**WHAT IS NEEDED:**
Render as a numbered list the lines of the records below starting with the line that contains "Where can you spot the handle" and going on through the line that contains "[[120, 154]]", both included, leaving out blank lines.

**PROVIDED RECORDS:**
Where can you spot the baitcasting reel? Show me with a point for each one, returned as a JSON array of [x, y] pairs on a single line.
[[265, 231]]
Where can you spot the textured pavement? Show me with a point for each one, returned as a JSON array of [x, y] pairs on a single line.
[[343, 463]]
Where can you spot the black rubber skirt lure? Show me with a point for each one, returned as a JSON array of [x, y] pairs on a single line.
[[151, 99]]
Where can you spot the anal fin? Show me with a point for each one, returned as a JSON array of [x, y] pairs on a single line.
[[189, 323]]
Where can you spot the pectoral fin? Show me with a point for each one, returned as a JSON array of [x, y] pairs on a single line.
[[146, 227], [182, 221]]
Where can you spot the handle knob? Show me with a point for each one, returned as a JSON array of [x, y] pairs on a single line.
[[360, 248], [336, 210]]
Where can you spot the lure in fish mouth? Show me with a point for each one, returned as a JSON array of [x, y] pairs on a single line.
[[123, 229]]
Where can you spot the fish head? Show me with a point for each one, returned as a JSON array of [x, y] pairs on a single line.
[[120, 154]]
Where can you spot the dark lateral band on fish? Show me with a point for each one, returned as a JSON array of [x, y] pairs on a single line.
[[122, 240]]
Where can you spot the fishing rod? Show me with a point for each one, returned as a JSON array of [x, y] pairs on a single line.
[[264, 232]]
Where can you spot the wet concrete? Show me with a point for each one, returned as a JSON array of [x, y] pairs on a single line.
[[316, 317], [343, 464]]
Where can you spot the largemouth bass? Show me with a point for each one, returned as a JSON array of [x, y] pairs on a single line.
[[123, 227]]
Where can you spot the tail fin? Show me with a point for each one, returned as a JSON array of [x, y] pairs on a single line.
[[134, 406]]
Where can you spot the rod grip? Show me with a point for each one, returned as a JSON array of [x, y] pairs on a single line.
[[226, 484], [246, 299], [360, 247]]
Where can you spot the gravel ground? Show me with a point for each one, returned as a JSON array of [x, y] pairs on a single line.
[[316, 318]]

---

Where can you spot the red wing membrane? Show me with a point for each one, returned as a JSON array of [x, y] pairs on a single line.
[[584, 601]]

...

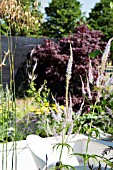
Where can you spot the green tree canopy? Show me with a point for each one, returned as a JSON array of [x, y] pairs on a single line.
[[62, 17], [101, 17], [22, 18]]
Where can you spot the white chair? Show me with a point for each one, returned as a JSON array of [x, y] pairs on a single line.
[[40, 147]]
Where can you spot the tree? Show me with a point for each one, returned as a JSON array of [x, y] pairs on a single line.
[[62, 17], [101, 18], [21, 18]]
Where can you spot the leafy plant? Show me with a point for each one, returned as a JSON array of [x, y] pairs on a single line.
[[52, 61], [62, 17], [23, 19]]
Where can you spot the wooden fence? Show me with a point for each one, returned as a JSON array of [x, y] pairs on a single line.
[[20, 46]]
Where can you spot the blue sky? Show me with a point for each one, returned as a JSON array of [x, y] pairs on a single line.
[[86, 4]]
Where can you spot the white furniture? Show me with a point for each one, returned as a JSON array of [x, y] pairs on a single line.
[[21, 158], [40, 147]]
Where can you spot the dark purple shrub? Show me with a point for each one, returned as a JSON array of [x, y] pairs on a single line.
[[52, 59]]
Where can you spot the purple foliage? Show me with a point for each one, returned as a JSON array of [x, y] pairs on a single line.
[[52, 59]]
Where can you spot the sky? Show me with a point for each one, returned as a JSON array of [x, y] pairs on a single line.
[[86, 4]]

**REPLY:**
1. Where can you spot the handle knob? Show me with a point for each one, returned as a JSON array of [x, y] pairs on a single line.
2. [[360, 248], [336, 210]]
3. Where can you spot the lure in fish mouth? Show me with a point for each one, returned as a JSON array of [x, y] pairs on a single line.
4. [[123, 229]]
5. Where can you spot the fish head? Show me with a point for each one, returned as a JSON array of [x, y] pairs on a single line.
6. [[120, 154]]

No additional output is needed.